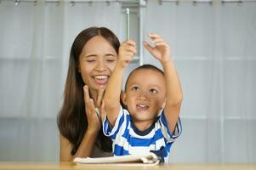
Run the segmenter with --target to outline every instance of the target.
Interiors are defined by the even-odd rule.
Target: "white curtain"
[[[90,26],[119,37],[120,16],[118,3],[1,2],[0,161],[59,161],[56,116],[71,43]]]
[[[149,0],[145,10],[145,32],[169,42],[184,91],[171,162],[256,162],[255,3]]]

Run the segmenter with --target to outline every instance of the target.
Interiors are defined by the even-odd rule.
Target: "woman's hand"
[[[163,41],[158,34],[149,34],[151,42],[155,47],[151,47],[145,41],[143,41],[144,47],[161,63],[165,63],[170,60],[170,48],[169,45]]]
[[[134,55],[137,53],[136,43],[132,40],[123,42],[118,50],[117,65],[125,68],[133,60]]]
[[[93,131],[99,131],[101,127],[101,121],[100,113],[96,112],[96,107],[101,108],[102,98],[104,94],[104,88],[100,88],[98,90],[98,97],[96,101],[96,107],[94,105],[94,99],[90,98],[88,87],[87,85],[83,86],[84,94],[84,103],[85,103],[85,111],[88,120],[88,129]]]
----
* _Set task_: Please recast all of the items above as a two-column CSV with the headers instruction and polygons, one row per item, putting each item's text and its answer in single quoted fields with line breaks turned into spaces. Leave the picture out.

* _Answer_:
instruction,polygons
"Run the segmenter with --target to outline every instance of the target. Interiors are defined by the even-odd rule. Target: ""white curtain""","[[[90,26],[119,37],[120,16],[118,3],[1,2],[0,161],[59,161],[56,116],[71,43]]] [[[149,0],[145,10],[145,32],[169,42],[184,91],[171,162],[256,162],[255,3]]]"
"Run the segmenter with --target to outline every instance of the target. Interiors are defined by the even-odd rule. Target: ""woman's hand""","[[[163,41],[158,34],[149,34],[151,42],[155,47],[151,47],[145,41],[143,41],[144,47],[161,63],[165,63],[170,60],[170,48],[169,45]]] [[[134,55],[137,53],[136,43],[132,40],[123,42],[118,50],[117,65],[125,68],[133,60]]] [[[93,131],[99,131],[101,127],[101,121],[100,113],[96,112],[96,107],[101,108],[102,98],[104,94],[104,88],[100,88],[98,90],[98,97],[96,101],[96,107],[94,105],[94,99],[90,98],[88,87],[87,85],[83,86],[84,94],[84,103],[85,103],[85,111],[88,120],[88,129]]]"